This article appears in the November 22, 2019 issue of Executive Intelligence Review.
The Moon Village—Next Step
Toward a New Era for Mankind
[Print version of this article]
Sébastien Drochon is Space Policy Director for the French Schiller Institute. We present here his edited remarks as prepared for presentation on Nov. 16, 2019 at the Schiller Institute Conference, “The Future of Humanity as a Creative Species in the Universe” in Bad Soden, Germany.
Why the Moon Village?
It’s really funny when we realize that the beautiful old Chinese concept of tianxia, which means, literally, “everything located under the sky,” and which foreshadows the necessary existence of a harmonious unity between all the distinct and sometimes opposite entities evolving “under the sky,” on Earth,—this tianxia, then, will only become possible by pushing humanity above the sky, through an ambitious international space program that will unify all the nations toward a common goal.
Maybe it’s because the sky has considerably expanded since. We now know that our universe contains more than 2 trillion galaxies, each of them having at least hundreds of billions of stars. So far, we have discovered more than 4,000 exoplanets in our own galaxy, and we are pretty sure that there could be as many as there are stars.
So, our universe is showing us new worlds. New, fascinating future discoveries await us, provided we mobilize our resources to achieve them.

Records from a collection:
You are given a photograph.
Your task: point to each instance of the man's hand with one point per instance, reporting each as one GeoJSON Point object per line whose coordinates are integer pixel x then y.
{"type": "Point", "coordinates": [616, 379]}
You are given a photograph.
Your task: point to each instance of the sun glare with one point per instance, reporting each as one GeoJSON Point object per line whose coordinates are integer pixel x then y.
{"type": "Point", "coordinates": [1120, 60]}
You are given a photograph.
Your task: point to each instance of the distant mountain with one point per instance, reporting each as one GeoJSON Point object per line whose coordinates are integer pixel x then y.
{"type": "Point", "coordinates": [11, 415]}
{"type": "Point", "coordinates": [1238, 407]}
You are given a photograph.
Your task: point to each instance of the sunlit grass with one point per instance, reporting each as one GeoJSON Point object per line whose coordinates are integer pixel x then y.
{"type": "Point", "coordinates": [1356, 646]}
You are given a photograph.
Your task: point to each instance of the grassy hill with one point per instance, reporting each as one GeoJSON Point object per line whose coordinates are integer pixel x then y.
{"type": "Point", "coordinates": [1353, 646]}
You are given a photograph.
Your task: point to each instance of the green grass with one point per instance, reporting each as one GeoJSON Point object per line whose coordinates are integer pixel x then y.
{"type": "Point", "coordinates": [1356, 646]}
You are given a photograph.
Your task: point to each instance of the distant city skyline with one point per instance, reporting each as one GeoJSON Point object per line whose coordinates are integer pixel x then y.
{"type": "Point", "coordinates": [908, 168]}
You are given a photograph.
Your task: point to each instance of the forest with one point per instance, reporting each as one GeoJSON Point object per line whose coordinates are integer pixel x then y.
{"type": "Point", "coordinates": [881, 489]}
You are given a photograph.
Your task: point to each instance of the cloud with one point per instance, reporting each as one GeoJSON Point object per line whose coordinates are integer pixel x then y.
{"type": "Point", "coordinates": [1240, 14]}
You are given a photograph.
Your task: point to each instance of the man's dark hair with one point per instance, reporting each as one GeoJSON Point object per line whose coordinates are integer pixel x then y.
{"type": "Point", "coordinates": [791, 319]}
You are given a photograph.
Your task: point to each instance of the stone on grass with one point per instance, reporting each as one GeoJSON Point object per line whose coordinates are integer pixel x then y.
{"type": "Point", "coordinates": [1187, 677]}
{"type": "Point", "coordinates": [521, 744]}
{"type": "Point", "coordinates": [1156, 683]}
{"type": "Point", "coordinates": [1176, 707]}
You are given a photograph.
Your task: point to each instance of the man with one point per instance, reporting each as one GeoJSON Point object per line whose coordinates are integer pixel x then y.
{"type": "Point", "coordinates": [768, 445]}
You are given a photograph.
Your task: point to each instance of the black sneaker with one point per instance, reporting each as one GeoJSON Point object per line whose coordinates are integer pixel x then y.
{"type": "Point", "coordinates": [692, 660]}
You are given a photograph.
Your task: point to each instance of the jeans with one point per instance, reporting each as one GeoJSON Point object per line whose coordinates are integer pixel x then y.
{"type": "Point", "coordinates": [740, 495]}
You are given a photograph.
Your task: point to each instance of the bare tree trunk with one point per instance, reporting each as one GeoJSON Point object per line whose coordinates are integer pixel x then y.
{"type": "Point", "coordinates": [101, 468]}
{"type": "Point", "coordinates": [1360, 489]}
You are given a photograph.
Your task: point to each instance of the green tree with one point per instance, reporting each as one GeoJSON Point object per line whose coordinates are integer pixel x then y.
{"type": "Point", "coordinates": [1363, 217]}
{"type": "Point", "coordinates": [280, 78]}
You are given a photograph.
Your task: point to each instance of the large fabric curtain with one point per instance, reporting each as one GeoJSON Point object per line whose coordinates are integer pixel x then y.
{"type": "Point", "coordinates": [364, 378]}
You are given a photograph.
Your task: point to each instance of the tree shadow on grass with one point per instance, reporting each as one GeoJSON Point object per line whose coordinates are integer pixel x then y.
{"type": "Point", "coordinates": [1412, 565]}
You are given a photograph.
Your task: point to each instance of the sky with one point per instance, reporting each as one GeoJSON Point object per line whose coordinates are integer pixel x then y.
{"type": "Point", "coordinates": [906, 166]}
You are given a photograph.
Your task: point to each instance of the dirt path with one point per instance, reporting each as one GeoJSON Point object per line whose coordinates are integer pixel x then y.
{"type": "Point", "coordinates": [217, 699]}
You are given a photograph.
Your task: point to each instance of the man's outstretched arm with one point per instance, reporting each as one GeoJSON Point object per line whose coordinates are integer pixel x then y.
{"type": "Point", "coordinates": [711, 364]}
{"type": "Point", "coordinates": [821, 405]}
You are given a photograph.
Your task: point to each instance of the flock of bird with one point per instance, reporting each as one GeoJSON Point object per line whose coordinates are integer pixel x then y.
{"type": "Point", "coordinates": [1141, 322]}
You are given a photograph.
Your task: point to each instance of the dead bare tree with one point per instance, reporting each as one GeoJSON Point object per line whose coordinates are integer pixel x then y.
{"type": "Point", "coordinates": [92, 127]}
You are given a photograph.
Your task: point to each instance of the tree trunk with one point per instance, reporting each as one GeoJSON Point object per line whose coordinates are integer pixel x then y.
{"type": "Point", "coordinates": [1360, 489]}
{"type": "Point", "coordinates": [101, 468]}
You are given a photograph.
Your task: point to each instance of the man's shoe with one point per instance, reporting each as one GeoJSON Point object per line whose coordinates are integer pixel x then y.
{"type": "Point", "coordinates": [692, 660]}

### To do
A. List every count of galaxies, stars, or exoplanets that the Moon Village article gives.
B. List each line of the entries that contains the string "bare".

### Answers to the exercises
A.
- More than 2 trillion galaxies in our universe
- At least hundreds of billions of stars in each galaxy
- More than 4,000 exoplanets discovered so far in our own galaxy

B.
Your task: point to each instance of the bare tree trunk with one point per instance, reporting each as one GeoJSON Point object per line whose coordinates are integer pixel x then y.
Your task: point to each instance of the dead bare tree with one point per instance, reporting each as one GeoJSON Point object per line whose coordinates are integer pixel x then y.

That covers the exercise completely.